» WHAT TO PRODUCE: Reproduce the rows between the line holding "stone urn | get-box --all" and the line holding "[0,425,1200,673]", inclusive, with the pictures left out.

» EXTRACTED ENTRIES:
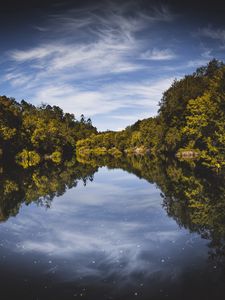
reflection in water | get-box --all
[0,156,225,300]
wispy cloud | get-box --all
[140,48,176,60]
[1,1,175,129]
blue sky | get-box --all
[0,1,225,130]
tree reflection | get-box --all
[78,155,225,265]
[0,159,98,221]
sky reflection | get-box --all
[0,168,219,296]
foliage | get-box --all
[77,59,225,171]
[0,96,97,168]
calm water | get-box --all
[0,158,225,300]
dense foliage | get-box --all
[77,60,225,170]
[0,96,96,167]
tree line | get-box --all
[0,96,97,168]
[77,59,225,170]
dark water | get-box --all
[0,159,225,300]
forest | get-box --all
[77,59,225,170]
[0,96,97,168]
[0,59,225,171]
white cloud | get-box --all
[4,2,174,127]
[140,48,176,60]
[197,27,225,43]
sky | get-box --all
[0,0,225,130]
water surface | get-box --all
[0,158,225,300]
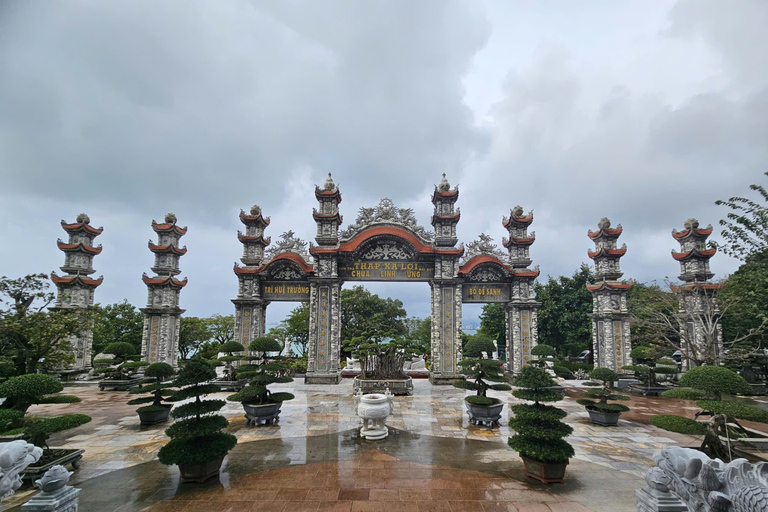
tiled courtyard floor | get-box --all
[1,380,728,512]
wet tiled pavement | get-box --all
[1,380,732,512]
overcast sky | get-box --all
[0,0,768,323]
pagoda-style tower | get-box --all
[429,173,464,384]
[141,213,187,368]
[587,217,632,372]
[232,205,270,347]
[50,213,104,370]
[502,205,540,373]
[671,219,723,369]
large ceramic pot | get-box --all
[179,454,226,482]
[136,404,173,425]
[243,402,283,425]
[587,407,621,427]
[355,389,395,440]
[520,454,568,484]
[464,398,504,427]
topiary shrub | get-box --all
[128,363,176,413]
[157,360,237,465]
[508,366,574,463]
[648,414,707,436]
[227,337,295,405]
[0,373,91,449]
[576,368,629,413]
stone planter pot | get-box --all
[520,454,568,484]
[586,407,621,427]
[243,402,283,426]
[178,453,227,483]
[355,390,395,440]
[464,398,504,427]
[23,448,85,482]
[352,377,413,395]
[136,404,173,425]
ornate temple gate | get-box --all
[232,174,539,384]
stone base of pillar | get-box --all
[429,372,463,386]
[304,373,341,384]
[635,486,688,512]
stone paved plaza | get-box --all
[4,379,728,512]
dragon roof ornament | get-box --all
[341,197,434,243]
[461,233,508,265]
[264,230,310,264]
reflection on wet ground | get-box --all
[3,381,716,512]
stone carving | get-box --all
[341,197,434,241]
[360,242,411,260]
[266,230,309,261]
[0,440,43,500]
[461,233,507,265]
[635,446,768,512]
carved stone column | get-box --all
[304,278,341,384]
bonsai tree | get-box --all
[531,343,557,368]
[128,363,175,425]
[508,366,574,483]
[219,341,246,380]
[622,345,678,388]
[93,341,149,380]
[576,368,629,425]
[0,373,91,450]
[227,337,296,405]
[342,332,421,380]
[157,360,237,481]
[649,366,768,460]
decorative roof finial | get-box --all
[437,173,451,192]
[323,173,336,191]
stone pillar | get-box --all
[587,217,632,372]
[304,278,341,384]
[50,213,104,370]
[141,213,187,368]
[671,219,723,370]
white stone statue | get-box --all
[0,440,43,500]
[355,388,395,440]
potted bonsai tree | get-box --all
[0,374,91,478]
[648,366,768,461]
[453,340,512,427]
[342,332,421,395]
[508,366,574,483]
[93,341,149,391]
[576,368,629,427]
[128,363,175,425]
[227,337,295,425]
[622,345,678,396]
[157,360,237,482]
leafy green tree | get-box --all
[93,299,144,355]
[179,316,211,359]
[341,286,408,346]
[715,172,768,261]
[0,274,93,375]
[535,263,594,350]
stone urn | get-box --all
[355,388,395,440]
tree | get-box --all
[93,299,144,355]
[341,286,408,346]
[0,274,93,375]
[535,263,594,351]
[267,302,309,357]
[179,316,211,359]
[479,304,507,350]
[715,172,768,261]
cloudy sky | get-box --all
[0,0,768,323]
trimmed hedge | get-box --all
[648,414,707,436]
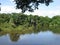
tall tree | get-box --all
[14,0,53,13]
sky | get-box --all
[0,0,60,17]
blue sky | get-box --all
[0,0,60,17]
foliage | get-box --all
[14,0,53,13]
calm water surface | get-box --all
[0,31,60,45]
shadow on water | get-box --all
[0,27,60,42]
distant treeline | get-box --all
[0,13,60,29]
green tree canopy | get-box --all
[14,0,53,13]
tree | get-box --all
[14,0,53,13]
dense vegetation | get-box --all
[0,13,60,31]
[14,0,53,13]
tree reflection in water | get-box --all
[0,27,60,42]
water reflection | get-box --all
[0,27,60,45]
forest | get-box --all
[0,13,60,31]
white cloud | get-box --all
[0,6,21,13]
[0,6,60,17]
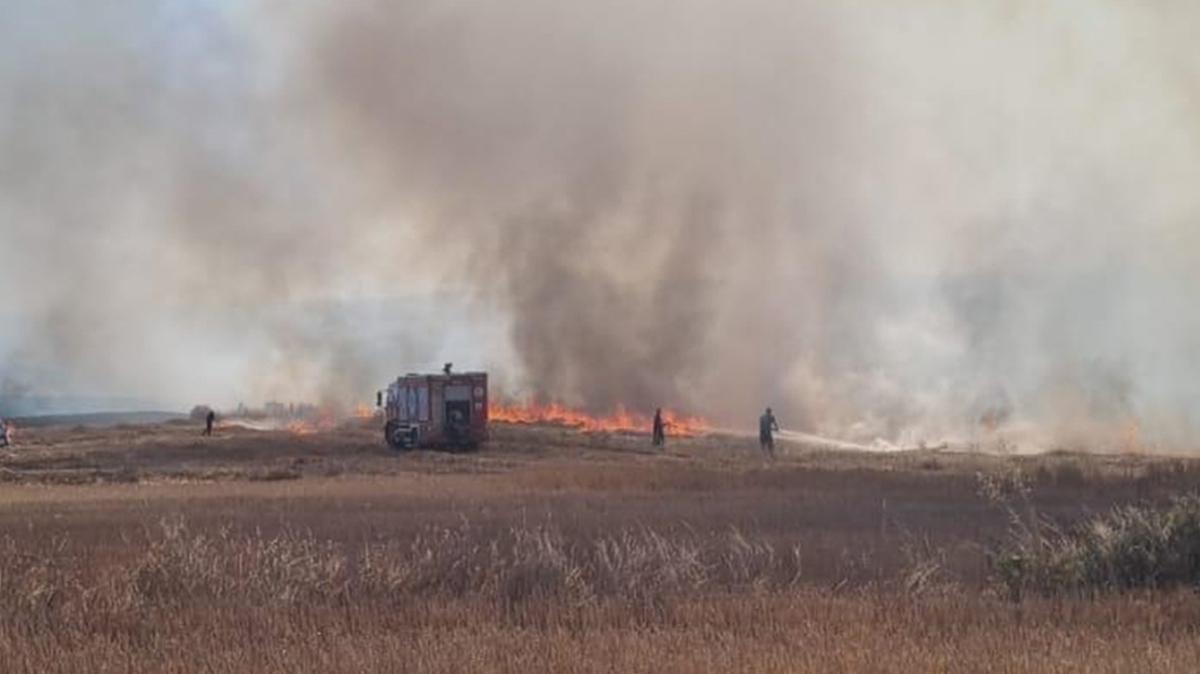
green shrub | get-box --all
[994,495,1200,598]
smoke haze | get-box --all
[0,0,1200,449]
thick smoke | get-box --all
[0,0,1200,449]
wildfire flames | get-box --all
[487,403,712,437]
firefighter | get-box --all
[758,408,779,458]
[652,408,667,447]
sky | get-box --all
[0,0,1200,449]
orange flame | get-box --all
[487,402,712,438]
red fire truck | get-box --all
[377,363,487,450]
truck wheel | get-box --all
[383,421,409,451]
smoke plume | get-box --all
[0,0,1200,449]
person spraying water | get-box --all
[758,408,779,458]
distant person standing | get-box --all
[758,408,779,458]
[652,408,667,447]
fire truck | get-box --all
[376,363,487,450]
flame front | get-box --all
[487,402,712,438]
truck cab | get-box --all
[380,366,487,450]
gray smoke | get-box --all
[0,0,1200,449]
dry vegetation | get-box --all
[0,425,1200,672]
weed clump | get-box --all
[995,494,1200,600]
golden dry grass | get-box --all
[0,425,1200,673]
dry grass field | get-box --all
[0,422,1200,673]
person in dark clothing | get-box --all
[758,408,779,458]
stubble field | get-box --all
[0,422,1200,673]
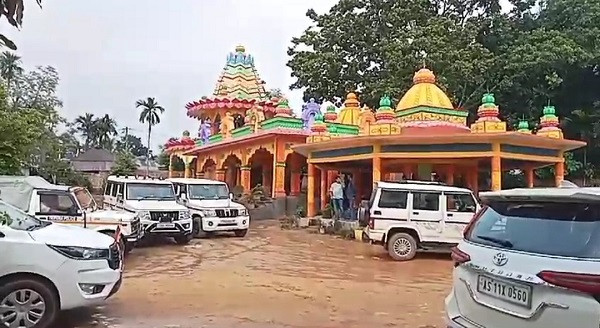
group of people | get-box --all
[329,174,356,220]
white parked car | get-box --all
[446,188,600,328]
[366,181,480,261]
[104,176,193,244]
[169,179,250,237]
[0,200,123,328]
[0,176,143,253]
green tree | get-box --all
[116,134,148,157]
[0,51,23,89]
[135,97,165,175]
[73,113,96,150]
[111,152,137,175]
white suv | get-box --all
[169,178,250,237]
[0,200,123,328]
[366,181,480,261]
[446,188,600,328]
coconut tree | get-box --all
[0,51,23,90]
[95,114,117,150]
[135,97,165,175]
[73,113,97,150]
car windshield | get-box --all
[466,202,600,258]
[0,201,51,231]
[188,184,229,199]
[127,183,175,200]
[75,188,97,210]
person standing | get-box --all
[345,175,356,220]
[329,176,344,219]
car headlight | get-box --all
[202,210,217,217]
[137,211,150,220]
[48,245,108,260]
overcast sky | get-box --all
[1,0,336,149]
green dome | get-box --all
[379,95,392,107]
[481,93,496,104]
[544,106,556,116]
[517,120,529,130]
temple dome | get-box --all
[396,68,454,111]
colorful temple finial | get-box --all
[323,104,337,122]
[275,98,292,117]
[337,92,360,125]
[536,101,563,139]
[471,92,506,133]
[375,95,396,122]
[517,116,531,134]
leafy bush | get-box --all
[0,212,12,225]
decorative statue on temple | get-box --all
[302,98,321,130]
[220,112,235,138]
[198,118,211,145]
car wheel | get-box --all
[388,232,417,261]
[0,279,59,328]
[174,234,194,245]
[234,229,248,237]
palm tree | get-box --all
[135,97,165,175]
[94,114,117,150]
[74,113,97,150]
[0,51,23,90]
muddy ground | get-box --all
[56,223,452,328]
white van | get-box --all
[104,176,193,244]
[169,179,250,237]
[366,181,481,261]
[0,176,143,253]
[0,200,123,328]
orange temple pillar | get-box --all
[446,164,455,186]
[491,143,502,191]
[306,163,317,217]
[373,156,381,184]
[290,156,302,196]
[215,170,226,182]
[554,162,565,187]
[240,166,250,193]
[321,169,329,210]
[525,167,535,188]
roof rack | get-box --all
[381,180,447,186]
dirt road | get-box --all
[54,224,452,328]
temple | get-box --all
[166,46,585,216]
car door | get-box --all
[408,191,443,242]
[371,189,408,230]
[35,190,83,224]
[442,192,477,243]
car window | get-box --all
[378,189,408,208]
[412,191,440,211]
[467,202,600,258]
[40,193,78,214]
[445,193,477,213]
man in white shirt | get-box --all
[329,177,344,219]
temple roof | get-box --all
[396,68,454,111]
[213,46,267,100]
[186,46,278,118]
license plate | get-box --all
[477,275,531,309]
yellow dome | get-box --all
[396,68,454,111]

» ANSWER TO THE EXERCISE:
stone urn | get-box --all
[355,388,395,440]
tree | get-box --all
[93,299,144,355]
[341,286,408,346]
[0,274,93,375]
[535,263,594,351]
[267,302,309,357]
[179,316,211,359]
[479,304,507,350]
[715,172,768,261]
cloudy sky | get-box --all
[0,0,768,323]
trimmed hedge | get-box --all
[648,414,707,436]
tall tree | get-box --all
[14,0,53,13]
sky | get-box --all
[0,0,60,17]
blue sky | get-box --all
[0,0,60,17]
foliage | get-box --all
[14,0,53,13]
calm water surface | get-box --all
[0,31,60,45]
shadow on water | get-box --all
[0,27,60,42]
distant treeline | get-box --all
[0,13,60,29]
green tree canopy | get-box --all
[14,0,53,13]
tree | get-box --all
[14,0,53,13]
dense vegetation | get-box --all
[0,13,60,31]
[14,0,53,13]
tree reflection in water | get-box --all
[0,27,60,42]
water reflection | get-box --all
[0,27,60,45]
forest | get-box --all
[0,13,60,31]
white cloud | get-box --all
[0,6,21,13]
[0,6,60,17]
green shrub | get-box --all
[994,495,1200,598]
smoke haze | get-box --all
[0,0,1200,449]
thick smoke | get-box --all
[0,0,1200,449]
wildfire flames | get-box --all
[487,403,712,437]
firefighter | get-box --all
[758,408,779,458]
[652,408,667,447]
sky | get-box --all
[0,0,1200,449]
orange flame | get-box --all
[487,402,712,438]
red fire truck | get-box --all
[377,363,487,450]
truck wheel | get-box --all
[383,421,409,451]
smoke plume | get-box --all
[0,0,1200,449]
person spraying water | get-box --all
[758,408,779,458]
distant person standing | get-box --all
[758,408,779,458]
[652,408,667,447]
fire truck | get-box --all
[376,363,487,450]
flame front | get-box --all
[487,402,712,438]
truck cab | get-box --all
[380,366,487,450]
gray smoke | get-box --all
[0,0,1200,449]
dry vegetation | get-box --all
[0,425,1200,672]
weed clump | get-box --all
[995,494,1200,600]
golden dry grass | get-box --all
[0,425,1200,673]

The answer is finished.